◆ **EXTRAIT**:
═══
Une autre approche des solides désordonnés, la transition de blocage

Le diagramme de phase du blocage

En 1998, Liu et Nagel [35] ont proposé l’idée d’un diagramme de phase schématique,  qui rassemblerait tous les matériaux dont l’interaction a une portée finie (c’est à dire qu’il existe une distance R au delà de laquelle le potentiel V(r > R) = 0). Ce diagramme comporte trois axes : inverse de la densité, température et cisaillement. Ces trois dimensions suffisent à assimiler un grand nombre de systèmes différents : les granulaires ou les mousses se situent sur le plan de température nulle, la transition vitreuse de systèmes moléculaires est habituellement étudiée dans le plan de cisaillement nul, etc… On peut comprendre ce choix d’axe de manière intuitive. En envisageant ce qui fait qu’un solide se déstabilise, trois mécanismes élémentaires sont envisageables : une augmentation de la température, qui fournit suffisamment d’énergie au système pour passer les barrières énergétiques qui le maintiennent dans l’état solide, une diminution de la densité, qui efface ces barrières (et éventuellement aussi les barrières entropiques) si la distance interparticulaire est sensiblement supérieure à la portée du potentiel, ou une augmentation du cisaillement, qui permet lui aussi de franchir les barrières énergétiques. Le diagramme de phase du blocage fait donc apparaître deux régions distinctes : une phase “bloquée” dans une zone à basse température, grande densité et faible cisaillement, qui s’oppose à une phase “liquide” en dehors de cette zone .
═══
◆ **CONSIGNE**: Dans l'extrait sur la transition de blocage, relevez tous les axes du diagramme de phase proposé par Liu et Nagel. Le matériel présenté ensuite provient d'une source différente.

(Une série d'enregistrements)
═══
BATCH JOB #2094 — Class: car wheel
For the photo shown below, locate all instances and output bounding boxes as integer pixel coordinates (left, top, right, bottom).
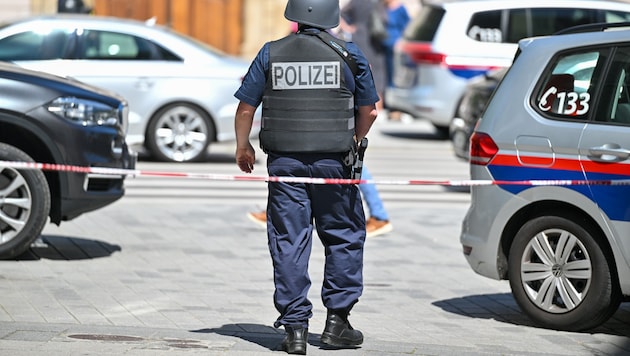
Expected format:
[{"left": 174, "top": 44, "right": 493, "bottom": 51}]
[
  {"left": 508, "top": 216, "right": 621, "bottom": 331},
  {"left": 146, "top": 103, "right": 214, "bottom": 162},
  {"left": 0, "top": 143, "right": 50, "bottom": 259}
]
═══
◆ **RÉPONSE**:
- Inverse de la densité
- Température
- Cisaillement